What you are asked to do: Restate all of the entries exactly, each line as it stands.

Records drawn from a dataset:
○ ○ ○ ○ ○

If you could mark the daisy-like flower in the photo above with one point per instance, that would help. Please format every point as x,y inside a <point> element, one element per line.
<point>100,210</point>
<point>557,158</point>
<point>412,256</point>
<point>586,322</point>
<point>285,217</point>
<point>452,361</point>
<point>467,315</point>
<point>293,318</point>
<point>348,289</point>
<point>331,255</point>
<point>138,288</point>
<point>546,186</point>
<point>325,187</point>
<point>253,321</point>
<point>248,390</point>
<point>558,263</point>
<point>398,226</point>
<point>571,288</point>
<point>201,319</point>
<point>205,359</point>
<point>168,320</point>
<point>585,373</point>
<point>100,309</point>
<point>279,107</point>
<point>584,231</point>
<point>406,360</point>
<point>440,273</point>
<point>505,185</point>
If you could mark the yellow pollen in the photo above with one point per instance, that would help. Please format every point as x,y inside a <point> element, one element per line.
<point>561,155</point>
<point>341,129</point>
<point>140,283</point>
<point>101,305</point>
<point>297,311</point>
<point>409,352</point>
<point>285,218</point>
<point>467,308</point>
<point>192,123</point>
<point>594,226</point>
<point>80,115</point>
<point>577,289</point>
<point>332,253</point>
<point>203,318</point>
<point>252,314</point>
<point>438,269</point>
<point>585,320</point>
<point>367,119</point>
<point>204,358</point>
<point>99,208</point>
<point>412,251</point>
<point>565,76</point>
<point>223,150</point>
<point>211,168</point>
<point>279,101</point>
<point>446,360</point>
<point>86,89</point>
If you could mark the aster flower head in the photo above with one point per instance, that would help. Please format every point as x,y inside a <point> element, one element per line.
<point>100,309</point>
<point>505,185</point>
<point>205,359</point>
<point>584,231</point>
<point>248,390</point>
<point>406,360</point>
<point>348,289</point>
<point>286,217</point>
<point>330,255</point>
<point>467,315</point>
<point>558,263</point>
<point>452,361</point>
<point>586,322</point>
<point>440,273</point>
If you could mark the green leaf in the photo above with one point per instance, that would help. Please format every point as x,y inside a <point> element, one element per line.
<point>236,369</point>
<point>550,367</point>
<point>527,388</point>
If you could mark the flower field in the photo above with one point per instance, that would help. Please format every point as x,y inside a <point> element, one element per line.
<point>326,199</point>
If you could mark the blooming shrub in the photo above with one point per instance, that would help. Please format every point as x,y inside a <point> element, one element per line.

○ ○ ○ ○ ○

Your solution:
If you could mark the daisy-like flower in the photo above with one point per instance, that would help. Please format every point as x,y inside a <point> element, one element per line.
<point>100,210</point>
<point>557,158</point>
<point>412,256</point>
<point>586,322</point>
<point>285,217</point>
<point>452,361</point>
<point>467,315</point>
<point>293,318</point>
<point>348,289</point>
<point>331,255</point>
<point>138,288</point>
<point>546,186</point>
<point>325,187</point>
<point>253,321</point>
<point>248,390</point>
<point>558,263</point>
<point>398,226</point>
<point>571,288</point>
<point>201,319</point>
<point>205,359</point>
<point>168,320</point>
<point>585,373</point>
<point>100,309</point>
<point>279,107</point>
<point>584,231</point>
<point>406,360</point>
<point>440,273</point>
<point>505,185</point>
If you could mark the yellow pollen in the photo above with one point per instance, that would help. Please format every point as x,y inside a <point> element, one element per line.
<point>561,155</point>
<point>341,129</point>
<point>140,283</point>
<point>101,305</point>
<point>297,311</point>
<point>409,352</point>
<point>285,218</point>
<point>467,308</point>
<point>192,123</point>
<point>594,226</point>
<point>80,115</point>
<point>577,289</point>
<point>332,253</point>
<point>203,318</point>
<point>252,314</point>
<point>438,269</point>
<point>585,320</point>
<point>367,119</point>
<point>204,358</point>
<point>99,208</point>
<point>412,251</point>
<point>565,76</point>
<point>223,150</point>
<point>211,168</point>
<point>279,101</point>
<point>446,360</point>
<point>86,89</point>
If you could mark the aster flower head in the photo above with one point per instance, that would help. Please format every point as x,y inside a <point> element, one element per line.
<point>100,309</point>
<point>505,185</point>
<point>205,359</point>
<point>584,231</point>
<point>248,390</point>
<point>406,360</point>
<point>348,289</point>
<point>286,217</point>
<point>330,255</point>
<point>467,315</point>
<point>558,263</point>
<point>452,361</point>
<point>586,322</point>
<point>440,273</point>
If you could mark the green leaf in the photo above with one point per instance, that would help. Please format every point as x,y inside a <point> element, one element per line.
<point>236,369</point>
<point>550,367</point>
<point>527,388</point>
If you could mark the flower field in the photo above with one point per instance, that would help. Please format every point as x,y inside a <point> element, one element per line.
<point>326,199</point>
If you could mark the blooming shrub in the photo above with one point per instance, that would help. Please format every point as x,y inside a <point> element, one element per line.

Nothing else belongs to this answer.